TAREFA PROPOSTA - Prossiga o relato de memórias sobre a UFRGS e o Projeto Pixinguinha, que aparece abaixo, a partir da última frase mostrada.

───── TRECHO CITADO ─────

Em 1978 eu ingressei no curso de Engenharia Civil, na UFRGS, ao ser aprovado no vestibular com boa colocação. Vivi naquela universidade momentos muito novos, positivos e inesquecíveis, não exatamente com o curso, pois logo descobri que não seria aquele o caminho mais adequado para mim. Comecei a produzir poesia nas aulas de cálculo, por exemplo, com isso evidenciando que algo estava errado. Na Federal fiz alguns bons amigos e também estava, naquela época, despertando para outro nível de responsabilidades. Meu pai havia falecido meses antes do meu ingresso e isso ainda pesava um pouco. Mas as portas foram se abrindo para um mundo novo e cheio de perspectivas de vida. Dois anos depois eu estava na PUC e começando uma trajetória totalmente diferente da anterior.
Uma das melhores coisas que a vida universitária pode oferecer é a gama de alternativas para se mergulhar na cultura. Exposições, cursos paralelos, palestras, seminários, shows, eventos com muito valor em si, mas também muito importantes para o convívio, o entendimento da diversidade. Entre tantas opções, tive a sorte de conhecer o Projeto Pixinguinha – se minha memória não me trai, era esse mesmo o nome dele –, que oferecia shows de música brasileira nos finais de tarde, no Salão de Atos da UFRGS. A programação era nacional e várias outras universidades federais também participavam, além de teatros não ligados a nenhuma delas, com as apresentações gratuitas sendo feitas em rodízio. O número de salas era idêntico ao de artistas e assim a gente sabia com antecedência quem estaria onde e quando. A lotação era completa e quem não tinha como chegar cedo sentava no chão, pelos corredores ou na frente do palco, sem problema algum.
Lembro de uma ocasião, em especial, quando consegui um dos últimos lugares ainda livres. Depois chegaram mais e mais pessoas, até que a garota mais bonita que eu conhecia, desde ainda o Segundo Grau, sentou na minha frente. Ofereci educadamente o lugar para ela, que não aceitou. Mas se encaixou na minha frente, se encostou em mim e ficou lá o tempo todo. Suas mãos se revezavam entre os aplausos e no apoio necessário, em cada uma das minhas pernas. Foi sensacional, mas não saberia dizer hoje quem se apresentou naquele final de tarde. Nessas horas lamento muito a timidez que eu tinha e que ninguém imaginava, uma vez que eu era e sou muito falante. Sobre tudo, menos sobre mim mesmo e os meus sentimentos.
O homenageado Pixinguinha foi registrado como Alfredo da Rocha Vianna Filho (1897-1973), tendo nascido e morrido no Rio de Janeiro. É considerado um dos maiores compositores da música popular brasileira de todos os tempos. Sua contribuição foi fundamental, por exemplo, para o reconhecimento do choro. Carinhoso, que compôs em parceria com João de Barro (Braguinha), é simplesmente uma obra prima. O projeto, por sua vez, foi gestado em 1977, mesmo ano no qual surgiu a Fundação Nacional de Artes (Funarte), que foi a responsável por ele. A inspiração veio de uma série de shows anteriormente apresentados no Teatro João Caetano, que fica no Centro do Rio de Janeiro. Era o Seis e Meia, com seus preços populares, conseguindo lotar as dependências todos os dias.

───── TRECHOS DAS LINHAS ─────

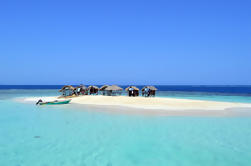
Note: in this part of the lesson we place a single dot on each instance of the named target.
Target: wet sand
(154, 106)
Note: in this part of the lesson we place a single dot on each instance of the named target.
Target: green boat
(55, 102)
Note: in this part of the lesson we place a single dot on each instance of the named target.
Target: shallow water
(63, 136)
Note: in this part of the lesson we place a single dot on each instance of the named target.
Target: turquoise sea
(65, 136)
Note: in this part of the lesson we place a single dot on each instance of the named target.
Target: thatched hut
(67, 90)
(148, 91)
(102, 89)
(112, 90)
(93, 90)
(81, 90)
(132, 91)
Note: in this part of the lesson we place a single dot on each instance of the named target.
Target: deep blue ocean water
(66, 136)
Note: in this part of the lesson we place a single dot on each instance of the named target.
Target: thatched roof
(134, 87)
(103, 87)
(113, 88)
(81, 86)
(95, 87)
(150, 87)
(66, 87)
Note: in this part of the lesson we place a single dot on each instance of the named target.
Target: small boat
(55, 102)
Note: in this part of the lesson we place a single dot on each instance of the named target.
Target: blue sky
(126, 42)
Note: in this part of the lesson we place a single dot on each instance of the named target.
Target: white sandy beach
(156, 105)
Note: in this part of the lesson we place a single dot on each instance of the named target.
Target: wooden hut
(93, 90)
(113, 90)
(102, 89)
(149, 91)
(81, 90)
(67, 90)
(132, 91)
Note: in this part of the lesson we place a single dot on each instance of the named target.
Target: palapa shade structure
(134, 87)
(132, 91)
(102, 88)
(81, 87)
(150, 87)
(93, 89)
(151, 92)
(67, 90)
(113, 88)
(66, 87)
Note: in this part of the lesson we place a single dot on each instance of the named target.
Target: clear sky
(125, 42)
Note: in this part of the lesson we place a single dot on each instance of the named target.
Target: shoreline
(154, 106)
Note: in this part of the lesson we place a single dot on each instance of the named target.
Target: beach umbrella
(95, 87)
(114, 88)
(152, 88)
(133, 87)
(102, 88)
(81, 87)
(149, 87)
(66, 87)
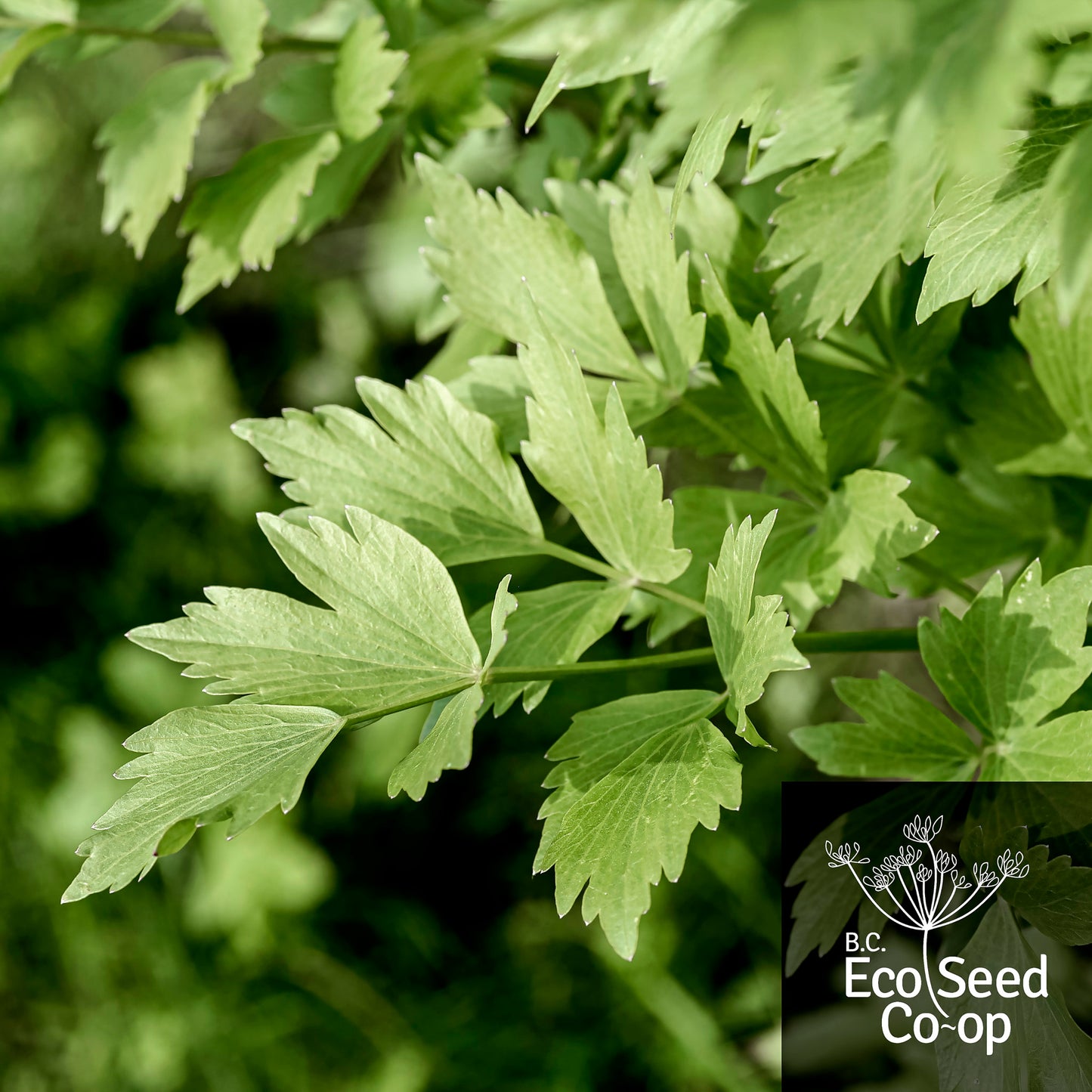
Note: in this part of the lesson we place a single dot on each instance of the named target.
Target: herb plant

─────

RESPOSTA -
Foi assim que ao longo de dois anos letivos estiveram na UFRGS nomes como Jackson do Pandeiro, Marina Lima, João Bosco, Beth Carvalho, Paulinho da Viola, Nara Leão, Djavan, Zizi Possi, Alceu Valença, Gonzaguinha, Ivan Lins, Jards Macalé, Moreira da Silva e vários outros. Estive em todos aqueles que consegui. Me arrependo de algumas vezes não ter comparecido. Aliás, se me fosse possível voltar no tempo – todo mundo em algum momento e por diversos motivos, tem esse desejo – eu mudaria apenas duas coisas na minha vivência universitária: aproveitaria bem mais os eventos paralelos e estabeleceria vínculos de amizade ainda mais profundos. Sem dúvida, a importância que tem um currículo para a posterior vida profissional rivaliza com as indicações que são feitas por quem conhece tanto a pessoa quanto o seu trabalho. Indicações têm enorme valor e relevância. E quanto à menina linda aquela, ela casou com um músico. Certamente mais talentoso e menos tímido do que eu.
12.03.2022

O bônus de hoje é a música Carinhoso, de Pixinguinha e Braguinha. Mas com uma apresentação mais inusitada, pois feita no exterior, mais precisamente na Espanha. O vídeo tem Rita Payes (vocal), Joan Chamorro (contrabaixo), Elisabeth Roma (guitarra) e Jo Krause (bateria).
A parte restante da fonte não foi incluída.